=== EXTRACTED INFORMATION ===
[Start of section]

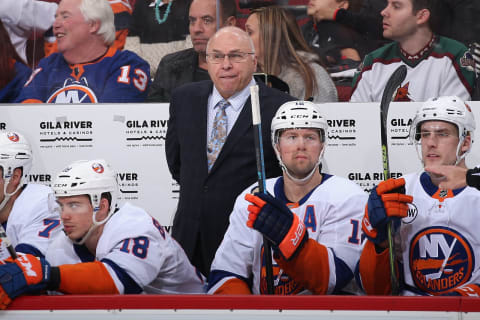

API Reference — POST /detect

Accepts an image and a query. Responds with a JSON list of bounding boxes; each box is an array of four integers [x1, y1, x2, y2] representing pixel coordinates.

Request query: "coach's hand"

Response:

[End of section]
[Start of section]

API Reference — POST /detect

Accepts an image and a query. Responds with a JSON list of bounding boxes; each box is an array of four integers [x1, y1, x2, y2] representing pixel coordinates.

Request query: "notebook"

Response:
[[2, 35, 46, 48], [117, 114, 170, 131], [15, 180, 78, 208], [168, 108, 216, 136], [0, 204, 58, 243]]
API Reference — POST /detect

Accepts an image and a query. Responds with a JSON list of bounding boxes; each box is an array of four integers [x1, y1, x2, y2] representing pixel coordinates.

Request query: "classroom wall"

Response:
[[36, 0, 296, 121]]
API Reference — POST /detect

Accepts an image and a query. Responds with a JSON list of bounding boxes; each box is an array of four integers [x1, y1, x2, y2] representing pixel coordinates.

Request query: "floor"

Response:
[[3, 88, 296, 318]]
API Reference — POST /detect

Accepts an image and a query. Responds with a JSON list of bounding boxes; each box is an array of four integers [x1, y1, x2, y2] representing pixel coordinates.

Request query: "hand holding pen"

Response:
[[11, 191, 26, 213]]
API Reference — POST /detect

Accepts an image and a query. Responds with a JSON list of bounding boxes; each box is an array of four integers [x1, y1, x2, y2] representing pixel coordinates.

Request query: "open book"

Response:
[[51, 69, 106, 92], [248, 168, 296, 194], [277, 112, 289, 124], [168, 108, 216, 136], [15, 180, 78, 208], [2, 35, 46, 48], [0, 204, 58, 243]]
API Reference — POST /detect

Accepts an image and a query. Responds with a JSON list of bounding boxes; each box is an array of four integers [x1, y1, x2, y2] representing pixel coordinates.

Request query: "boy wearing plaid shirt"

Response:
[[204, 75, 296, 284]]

[End of section]

=== YOUR OBJECTIVE ===
Which lines of the records above contain the word "Request"? Copy each of them.

=== YOUR SOLUTION ===
Request query: "coach's hand"
Request query: "notebook"
Request query: "classroom wall"
Request query: "floor"
Request query: "hand holding pen"
Request query: "open book"
Request query: "boy wearing plaid shirt"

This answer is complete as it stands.